*Input data:*
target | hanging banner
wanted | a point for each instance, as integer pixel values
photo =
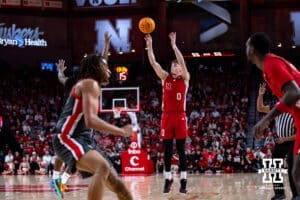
(12, 35)
(10, 3)
(32, 3)
(53, 4)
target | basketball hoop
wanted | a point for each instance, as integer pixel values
(117, 112)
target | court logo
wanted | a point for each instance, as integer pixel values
(133, 161)
(272, 170)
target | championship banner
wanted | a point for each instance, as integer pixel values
(136, 161)
(32, 3)
(10, 3)
(53, 4)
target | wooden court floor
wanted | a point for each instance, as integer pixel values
(204, 187)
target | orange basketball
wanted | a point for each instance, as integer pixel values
(146, 25)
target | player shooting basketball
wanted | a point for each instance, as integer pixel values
(173, 123)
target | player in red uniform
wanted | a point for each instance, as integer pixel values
(173, 122)
(283, 79)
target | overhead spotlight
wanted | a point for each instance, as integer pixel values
(279, 45)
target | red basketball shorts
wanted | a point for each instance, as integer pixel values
(173, 126)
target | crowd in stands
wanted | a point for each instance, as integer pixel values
(217, 103)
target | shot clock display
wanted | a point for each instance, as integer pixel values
(121, 72)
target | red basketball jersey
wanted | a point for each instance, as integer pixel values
(174, 95)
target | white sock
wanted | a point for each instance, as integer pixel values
(65, 177)
(168, 175)
(183, 175)
(56, 174)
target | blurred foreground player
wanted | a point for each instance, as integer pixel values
(283, 79)
(73, 143)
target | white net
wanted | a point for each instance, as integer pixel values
(117, 112)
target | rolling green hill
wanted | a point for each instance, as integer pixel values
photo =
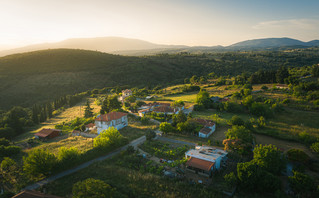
(45, 75)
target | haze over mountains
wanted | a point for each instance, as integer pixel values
(127, 46)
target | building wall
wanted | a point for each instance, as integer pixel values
(118, 124)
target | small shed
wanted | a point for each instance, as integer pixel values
(76, 133)
(47, 134)
(33, 194)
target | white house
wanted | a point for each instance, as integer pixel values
(112, 119)
(90, 127)
(208, 129)
(204, 160)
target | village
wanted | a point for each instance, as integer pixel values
(166, 135)
(202, 161)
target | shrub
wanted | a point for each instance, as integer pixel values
(38, 163)
(239, 132)
(302, 184)
(150, 135)
(269, 157)
(236, 120)
(68, 156)
(297, 155)
(315, 147)
(109, 138)
(93, 188)
(166, 127)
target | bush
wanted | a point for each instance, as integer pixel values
(236, 120)
(302, 184)
(239, 132)
(39, 163)
(315, 147)
(150, 135)
(109, 139)
(6, 151)
(4, 142)
(92, 188)
(145, 120)
(68, 156)
(166, 127)
(269, 157)
(298, 155)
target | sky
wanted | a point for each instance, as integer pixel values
(179, 22)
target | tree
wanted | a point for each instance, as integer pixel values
(180, 117)
(269, 157)
(297, 155)
(254, 178)
(203, 98)
(68, 156)
(93, 188)
(166, 127)
(236, 120)
(230, 179)
(105, 107)
(248, 101)
(239, 132)
(150, 134)
(315, 70)
(178, 103)
(4, 142)
(113, 103)
(193, 80)
(39, 163)
(88, 110)
(315, 147)
(281, 74)
(10, 173)
(302, 184)
(109, 138)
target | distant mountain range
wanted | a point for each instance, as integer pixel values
(135, 47)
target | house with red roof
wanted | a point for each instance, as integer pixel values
(208, 127)
(113, 119)
(45, 134)
(90, 127)
(204, 160)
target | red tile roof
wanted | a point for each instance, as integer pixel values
(46, 132)
(144, 110)
(111, 116)
(205, 130)
(200, 164)
(33, 194)
(127, 91)
(204, 122)
(76, 131)
(90, 125)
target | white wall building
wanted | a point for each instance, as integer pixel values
(113, 119)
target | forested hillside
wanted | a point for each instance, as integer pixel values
(41, 76)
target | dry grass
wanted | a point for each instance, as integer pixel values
(83, 144)
(66, 116)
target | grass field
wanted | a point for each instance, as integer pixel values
(83, 144)
(128, 182)
(66, 116)
(187, 97)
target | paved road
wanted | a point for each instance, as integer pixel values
(82, 166)
(175, 141)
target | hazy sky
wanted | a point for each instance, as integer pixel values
(189, 22)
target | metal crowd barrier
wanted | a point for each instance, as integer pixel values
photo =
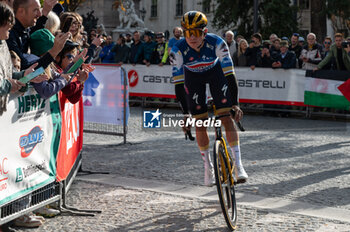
(112, 129)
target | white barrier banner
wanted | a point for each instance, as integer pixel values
(27, 159)
(152, 81)
(103, 96)
(262, 85)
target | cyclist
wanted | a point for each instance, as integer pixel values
(198, 59)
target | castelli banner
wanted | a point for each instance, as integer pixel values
(27, 145)
(71, 141)
(261, 85)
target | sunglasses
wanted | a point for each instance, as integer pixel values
(70, 56)
(194, 32)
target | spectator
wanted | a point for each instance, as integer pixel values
(74, 90)
(29, 19)
(275, 48)
(136, 45)
(272, 38)
(238, 38)
(53, 23)
(128, 40)
(264, 57)
(239, 58)
(286, 59)
(75, 30)
(231, 43)
(121, 51)
(311, 53)
(146, 49)
(178, 33)
(326, 46)
(106, 55)
(253, 50)
(339, 53)
(160, 51)
(301, 41)
(296, 48)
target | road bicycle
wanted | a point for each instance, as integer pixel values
(225, 173)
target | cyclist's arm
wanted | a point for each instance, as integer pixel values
(223, 53)
(176, 60)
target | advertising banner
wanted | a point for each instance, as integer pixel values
(71, 141)
(263, 85)
(103, 96)
(27, 156)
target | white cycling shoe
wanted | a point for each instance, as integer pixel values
(209, 177)
(241, 174)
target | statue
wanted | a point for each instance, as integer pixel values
(127, 15)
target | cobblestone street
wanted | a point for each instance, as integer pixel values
(300, 161)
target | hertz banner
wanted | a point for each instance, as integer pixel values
(263, 85)
(27, 155)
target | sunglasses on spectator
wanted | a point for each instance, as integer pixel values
(194, 32)
(70, 56)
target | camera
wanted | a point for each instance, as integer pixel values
(345, 44)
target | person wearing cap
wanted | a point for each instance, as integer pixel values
(338, 53)
(199, 59)
(41, 42)
(121, 51)
(253, 50)
(160, 52)
(65, 59)
(8, 78)
(301, 41)
(30, 18)
(146, 49)
(178, 33)
(311, 53)
(296, 48)
(264, 57)
(106, 54)
(286, 59)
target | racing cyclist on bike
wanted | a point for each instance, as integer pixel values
(198, 59)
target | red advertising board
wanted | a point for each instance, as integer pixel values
(71, 141)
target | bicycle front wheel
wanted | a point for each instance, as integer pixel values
(226, 190)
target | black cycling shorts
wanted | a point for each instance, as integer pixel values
(195, 87)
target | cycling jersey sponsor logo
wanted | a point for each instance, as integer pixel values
(28, 142)
(133, 78)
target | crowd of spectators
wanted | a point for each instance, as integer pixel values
(34, 36)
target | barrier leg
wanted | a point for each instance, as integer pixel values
(64, 208)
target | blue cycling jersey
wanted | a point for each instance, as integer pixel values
(214, 50)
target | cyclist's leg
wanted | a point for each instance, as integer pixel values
(223, 102)
(196, 97)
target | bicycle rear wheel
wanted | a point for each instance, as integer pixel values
(226, 190)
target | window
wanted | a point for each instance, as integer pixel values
(179, 7)
(304, 4)
(206, 6)
(154, 7)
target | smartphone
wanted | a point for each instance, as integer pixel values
(32, 75)
(345, 44)
(75, 66)
(67, 25)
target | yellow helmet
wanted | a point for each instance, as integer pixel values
(193, 20)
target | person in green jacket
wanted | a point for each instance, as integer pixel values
(337, 52)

*Work item:* Begin with the line that contains "target | blue cycling jersey" and set down each line exactly until the records above end, including the final line.

*Task output:*
target | blue cycling jersey
wanted | a point for each instance, as integer pixel values
(214, 50)
target | cyclist's leg
wanted | a point for each instance, as integer pixel values
(223, 102)
(196, 97)
target | bicycle rear wheel
wanted | a point for each instance, as integer pixel values
(226, 190)
target | window
wanted | a point for each instance, as integer pixel values
(179, 7)
(304, 4)
(206, 6)
(154, 7)
target | smartphone
wanted | a point for each instance, as integer pixel values
(32, 75)
(345, 44)
(75, 66)
(67, 25)
target | yellow helmet
wanted | a point for each instance, as integer pixel values
(193, 20)
target | person in green jacket
wanted | a point for each instance, as integer pixel values
(337, 52)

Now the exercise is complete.